# Source document:
In order to prove a violation of § 1983, plaintiffs must prove, inter alia, that "the conduct complained of . . . deprived a person of rights, privileges, or immunities secured by the Constitution or laws of the United States." Pitchell v. Callan, 13 F.3d 545, 547 (2d Cir. 1994). In alleging that defendants will deprived them of the right to vote in a primary, plaintiffs are not alleging a violation of the United States Constitution, which does not, per se, protect the right to vote in primary elections. See San Antonio Independent School Dist. v. Rodriguez, 411 U.S. 1, 35 n. 78, 93 S.Ct. 1278, 36 L.Ed.2d 16 (1973). Therefore, to establish a violation of § 1983 in this case, plaintiffs must establish a violation of Section 2 of Voting Rights Act, the First Amendment or the right to Due Process and Equal Protection.

# Provided material:
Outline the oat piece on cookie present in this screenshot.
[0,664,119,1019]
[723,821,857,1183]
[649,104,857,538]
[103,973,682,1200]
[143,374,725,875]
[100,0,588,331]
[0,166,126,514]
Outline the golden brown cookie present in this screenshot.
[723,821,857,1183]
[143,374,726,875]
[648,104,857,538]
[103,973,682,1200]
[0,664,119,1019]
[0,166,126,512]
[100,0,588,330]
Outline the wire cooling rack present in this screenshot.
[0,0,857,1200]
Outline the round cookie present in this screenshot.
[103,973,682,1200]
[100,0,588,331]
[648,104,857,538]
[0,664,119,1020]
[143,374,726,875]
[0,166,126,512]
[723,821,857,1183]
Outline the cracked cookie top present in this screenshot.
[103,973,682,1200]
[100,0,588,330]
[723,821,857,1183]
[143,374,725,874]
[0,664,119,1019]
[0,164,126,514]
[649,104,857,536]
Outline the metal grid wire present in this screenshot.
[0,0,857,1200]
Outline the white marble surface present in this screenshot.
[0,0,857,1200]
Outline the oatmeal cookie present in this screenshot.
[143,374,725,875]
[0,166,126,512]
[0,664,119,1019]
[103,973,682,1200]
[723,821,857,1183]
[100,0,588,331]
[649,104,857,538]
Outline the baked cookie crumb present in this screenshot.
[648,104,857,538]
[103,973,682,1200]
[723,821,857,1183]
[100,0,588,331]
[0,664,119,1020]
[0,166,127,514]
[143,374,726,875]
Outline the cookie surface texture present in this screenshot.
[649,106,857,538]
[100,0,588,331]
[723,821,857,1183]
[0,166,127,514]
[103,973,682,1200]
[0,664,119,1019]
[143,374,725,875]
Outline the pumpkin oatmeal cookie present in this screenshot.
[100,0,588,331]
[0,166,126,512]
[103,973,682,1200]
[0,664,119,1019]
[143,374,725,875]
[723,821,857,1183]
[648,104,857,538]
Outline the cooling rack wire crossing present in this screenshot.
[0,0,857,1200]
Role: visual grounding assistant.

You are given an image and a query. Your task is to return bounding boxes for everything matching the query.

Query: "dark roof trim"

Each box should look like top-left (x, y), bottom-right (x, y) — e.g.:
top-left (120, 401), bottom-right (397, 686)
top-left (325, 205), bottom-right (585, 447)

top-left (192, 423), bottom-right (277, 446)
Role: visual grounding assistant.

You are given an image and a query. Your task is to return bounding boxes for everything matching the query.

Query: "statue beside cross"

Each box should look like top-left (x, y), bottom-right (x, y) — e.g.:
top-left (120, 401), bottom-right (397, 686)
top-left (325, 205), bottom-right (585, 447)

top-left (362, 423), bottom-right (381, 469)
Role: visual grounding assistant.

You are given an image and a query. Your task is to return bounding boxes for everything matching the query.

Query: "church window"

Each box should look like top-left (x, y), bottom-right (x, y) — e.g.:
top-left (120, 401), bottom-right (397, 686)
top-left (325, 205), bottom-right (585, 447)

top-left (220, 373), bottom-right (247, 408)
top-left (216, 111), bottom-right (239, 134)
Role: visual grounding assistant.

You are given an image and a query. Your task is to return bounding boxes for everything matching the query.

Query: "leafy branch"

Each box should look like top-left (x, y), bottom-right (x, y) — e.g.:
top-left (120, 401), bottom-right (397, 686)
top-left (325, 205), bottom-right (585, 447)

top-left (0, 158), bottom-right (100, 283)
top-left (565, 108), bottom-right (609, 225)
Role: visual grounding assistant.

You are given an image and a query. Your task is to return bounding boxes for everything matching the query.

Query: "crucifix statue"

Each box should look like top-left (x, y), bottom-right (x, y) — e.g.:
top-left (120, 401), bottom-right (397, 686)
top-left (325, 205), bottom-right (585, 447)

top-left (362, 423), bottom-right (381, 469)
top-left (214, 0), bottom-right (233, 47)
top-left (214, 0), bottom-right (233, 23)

# Problem set:
1 – Reproduce the portion of the passage on § 1983 claims starting at "In order to" and ending at "and Equal Protection.".
2 – In the passage on § 1983 claims, which case is cited for the point that the United States Constitution does not, per se, protect the right to vote in primary elections?

# Answer set:
1 –
In order to prove a violation of § 1983, plaintiffs must prove, inter alia, that "the conduct complained of . . . deprived a person of rights, privileges, or immunities secured by the Constitution or laws of the United States." Pitchell v. Callan, 13 F.3d 545, 547 (2d Cir. 1994). In alleging that defendants will deprived them of the right to vote in a primary, plaintiffs are not alleging a violation of the United States Constitution, which does not, per se, protect the right to vote in primary elections. See San Antonio Independent School Dist. v. Rodriguez, 411 U.S. 1, 35 n. 78, 93 S.Ct. 1278, 36 L.Ed.2d 16 (1973). Therefore, to establish a violation of § 1983 in this case, plaintiffs must establish a violation of Section 2 of Voting Rights Act, the First Amendment or the right to Due Process and Equal Protection.

2 – San Antonio Independent School Dist. v. Rodriguez, 411 U.S. 1 (1973).